Go over the material below and report every line that contains the word "part".
________________________________________
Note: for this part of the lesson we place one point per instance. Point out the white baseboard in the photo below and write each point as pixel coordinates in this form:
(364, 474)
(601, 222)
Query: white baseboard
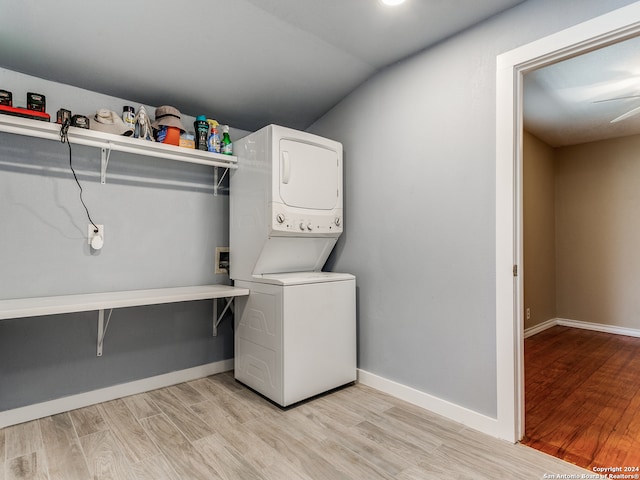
(598, 327)
(541, 327)
(454, 412)
(72, 402)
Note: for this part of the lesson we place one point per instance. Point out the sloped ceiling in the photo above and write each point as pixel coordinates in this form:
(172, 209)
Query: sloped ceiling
(246, 63)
________________________________________
[SOLUTION]
Note: for this part of the lesson we place one point per instance. Point out the white baseboard in the photo below and write each point as pixel coordinates in this form:
Note: for this part of the lesson we place one point per instance. Point out the sloped ceiling in the photo above and write each point as pixel coordinates in this form:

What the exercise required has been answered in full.